Task to carry out: Reproduce the entire listing below word for word, keeping every line in its original order and form.

Excerpted records:
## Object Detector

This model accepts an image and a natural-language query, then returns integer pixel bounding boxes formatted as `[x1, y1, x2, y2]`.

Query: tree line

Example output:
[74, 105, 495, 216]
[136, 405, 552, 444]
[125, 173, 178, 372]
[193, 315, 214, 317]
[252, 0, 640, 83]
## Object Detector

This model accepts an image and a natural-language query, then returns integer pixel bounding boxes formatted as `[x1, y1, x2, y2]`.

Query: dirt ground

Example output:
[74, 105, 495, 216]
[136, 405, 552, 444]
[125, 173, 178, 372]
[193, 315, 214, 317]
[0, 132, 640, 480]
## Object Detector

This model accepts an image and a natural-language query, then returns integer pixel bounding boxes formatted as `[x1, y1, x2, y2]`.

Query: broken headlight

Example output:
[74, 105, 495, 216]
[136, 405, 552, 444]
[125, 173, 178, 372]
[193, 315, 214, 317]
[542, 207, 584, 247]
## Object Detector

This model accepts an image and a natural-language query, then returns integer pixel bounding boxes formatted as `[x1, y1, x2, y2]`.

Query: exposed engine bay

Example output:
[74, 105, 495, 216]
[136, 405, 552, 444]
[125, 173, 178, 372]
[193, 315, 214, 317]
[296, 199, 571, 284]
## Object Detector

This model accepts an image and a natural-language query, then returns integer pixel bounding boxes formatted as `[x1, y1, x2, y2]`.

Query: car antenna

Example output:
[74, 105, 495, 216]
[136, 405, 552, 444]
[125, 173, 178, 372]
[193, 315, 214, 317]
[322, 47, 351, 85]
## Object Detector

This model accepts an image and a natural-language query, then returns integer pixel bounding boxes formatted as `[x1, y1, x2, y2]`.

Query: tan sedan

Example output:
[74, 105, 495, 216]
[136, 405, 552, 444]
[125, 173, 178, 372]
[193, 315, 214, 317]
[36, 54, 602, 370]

Answer to the task:
## Object Detector

This model accepts an image and a natural-language query, then returns integer pixel bounding boxes formatted as `[x1, y1, x2, y2]`.

Query: tree line

Example output:
[74, 105, 495, 216]
[136, 405, 552, 444]
[125, 173, 178, 372]
[193, 315, 214, 317]
[252, 0, 640, 83]
## Object Detector

This model accepts an image and a natural-language query, then returns integer pixel bounding boxes formatted as `[x1, y1, x2, y2]`.

Query: dirt ground

Example output:
[74, 105, 495, 216]
[136, 405, 552, 444]
[125, 173, 178, 372]
[193, 315, 214, 317]
[0, 132, 640, 480]
## Object Detector

This model accepts an image and a natural-language query, then returns integer pixel bounding boxes formatted as `[x1, y1, x2, y2]`.

Query: broken headlight

Example output:
[74, 105, 495, 216]
[136, 405, 552, 444]
[125, 173, 178, 372]
[193, 315, 214, 317]
[542, 207, 584, 247]
## Object Detector

This model accepts an image and a natural-language query, then returns integer pixel bounding boxes formatted as `[x1, y1, x2, y2]`.

Query: exposed engine bay

Example output:
[74, 105, 495, 216]
[136, 405, 552, 444]
[125, 173, 178, 372]
[193, 315, 214, 317]
[296, 199, 571, 284]
## Object Detector

This model accepts an image and a natural-language query, then returns integer pixel bounding boxes formatted as `[x1, y1, x2, y2]`.

Query: car antenna

Example output:
[74, 105, 495, 216]
[136, 405, 552, 444]
[125, 173, 178, 372]
[193, 315, 214, 317]
[322, 47, 351, 85]
## Object Detector

This model accepts an image and a natural-language query, then returns integer pixel bounding boxes formatted as `[x1, y1, x2, y2]`.

Query: tan sedan

Example output:
[74, 105, 495, 216]
[136, 405, 552, 444]
[125, 173, 178, 372]
[193, 315, 214, 317]
[36, 54, 602, 370]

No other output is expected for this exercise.